- [課題一覧]:
a: 与えられた文章の内容に、次の記述(i)〜(iii)がそれぞれ合致するかを「はい」か「いいえ」で答え、判断の決め手となる文章中の語句を一字も変えずに引用してください。
(i) 先日再開された国民会議には、民主化グループや民族グループが参加した。
(ii) 日本政府は事件後、経済協力案件を何事もなかったかのごとく進めることはできないとしていた。
(iii) 日本の対ビルマODAは、十分な説明を伴って正常化へと進められている。
b: 与えられた文章のうち、「北ビルマでアウンサンスーチー氏が拘束され、多くの支持者が殺害された2003年」から「日本は5月30日事件で対ビルマODAを止めたのか?」までの部分を、手を加えずに抜き出してください。

北ビルマでアウンサンスーチー氏が拘束され、多くの支持者が殺害された2003年
5月30日の事件から1年が経過しました。先日再開された国民会議には民主化グルー
プや民族グループが参加せず、民主化はほとんど進展がない状態です。

その一方で、日本の対ビルマODAは何の説明もなく正常化へと道を進めています。
この1年間の対ビルマODAの動きを追いました。

***************

日本は5月30日事件で対ビルマODAを止めたのか?
ーますます不透明になる日本の援助ー
by メコン・ウォッチ

5月30日、北ビルマでアウンサンスーチー氏が拘束され、大勢の支持者が殺害さ
れた事件から1年を迎えた。日本政府は、事件後、「経済協力案件を何事もなかっ
たかのごとく進めることはできない」としていた。しかし、ビルマの政治情勢が
改善されない中、昨年末以来、外務省は何の説明もなく対ビルマODAを『普通の
状態』に戻してしているのだ。

- [抽出された行]:
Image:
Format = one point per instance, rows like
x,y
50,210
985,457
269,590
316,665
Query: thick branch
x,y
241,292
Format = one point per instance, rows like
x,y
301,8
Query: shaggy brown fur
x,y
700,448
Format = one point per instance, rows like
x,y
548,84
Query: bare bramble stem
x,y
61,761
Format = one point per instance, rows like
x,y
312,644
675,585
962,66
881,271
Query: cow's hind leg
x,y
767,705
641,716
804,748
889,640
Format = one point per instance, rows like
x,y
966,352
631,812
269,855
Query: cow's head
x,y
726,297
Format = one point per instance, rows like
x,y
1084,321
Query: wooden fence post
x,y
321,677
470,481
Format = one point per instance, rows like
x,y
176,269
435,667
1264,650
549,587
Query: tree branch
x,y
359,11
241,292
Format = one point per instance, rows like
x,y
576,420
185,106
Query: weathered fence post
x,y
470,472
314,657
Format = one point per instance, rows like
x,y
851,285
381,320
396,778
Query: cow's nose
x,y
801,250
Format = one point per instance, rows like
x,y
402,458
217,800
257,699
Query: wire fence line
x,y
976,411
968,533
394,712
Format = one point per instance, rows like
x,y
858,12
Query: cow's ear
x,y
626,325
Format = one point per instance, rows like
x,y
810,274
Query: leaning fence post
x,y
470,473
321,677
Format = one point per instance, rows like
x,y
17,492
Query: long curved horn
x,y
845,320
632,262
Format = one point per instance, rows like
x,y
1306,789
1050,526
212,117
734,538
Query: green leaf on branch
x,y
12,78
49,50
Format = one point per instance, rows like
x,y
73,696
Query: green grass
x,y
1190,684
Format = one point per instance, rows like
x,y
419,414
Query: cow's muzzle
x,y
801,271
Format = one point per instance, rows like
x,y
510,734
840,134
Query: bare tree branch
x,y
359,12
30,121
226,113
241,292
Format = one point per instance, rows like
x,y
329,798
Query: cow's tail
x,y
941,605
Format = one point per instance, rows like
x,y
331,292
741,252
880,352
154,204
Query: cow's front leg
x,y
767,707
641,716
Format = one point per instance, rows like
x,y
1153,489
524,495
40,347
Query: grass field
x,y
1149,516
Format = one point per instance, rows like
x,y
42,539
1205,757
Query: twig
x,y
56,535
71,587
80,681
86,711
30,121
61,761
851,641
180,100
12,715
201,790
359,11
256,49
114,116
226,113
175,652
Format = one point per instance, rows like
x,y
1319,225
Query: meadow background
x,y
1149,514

- [課題の解答]:
a:
(i) いいえ。「国民会議には民主化グループや民族グループが参加せず」
(ii) はい。「経済協力案件を何事もなかったかのごとく進めることはできない」
(iii) いいえ。「日本の対ビルマODAは何の説明もなく正常化へと道を進めています」

b:
北ビルマでアウンサンスーチー氏が拘束され、多くの支持者が殺害された2003年
5月30日の事件から1年が経過しました。先日再開された国民会議には民主化グルー
プや民族グループが参加せず、民主化はほとんど進展がない状態です。

その一方で、日本の対ビルマODAは何の説明もなく正常化へと道を進めています。
この1年間の対ビルマODAの動きを追いました。

***************

日本は5月30日事件で対ビルマODAを止めたのか?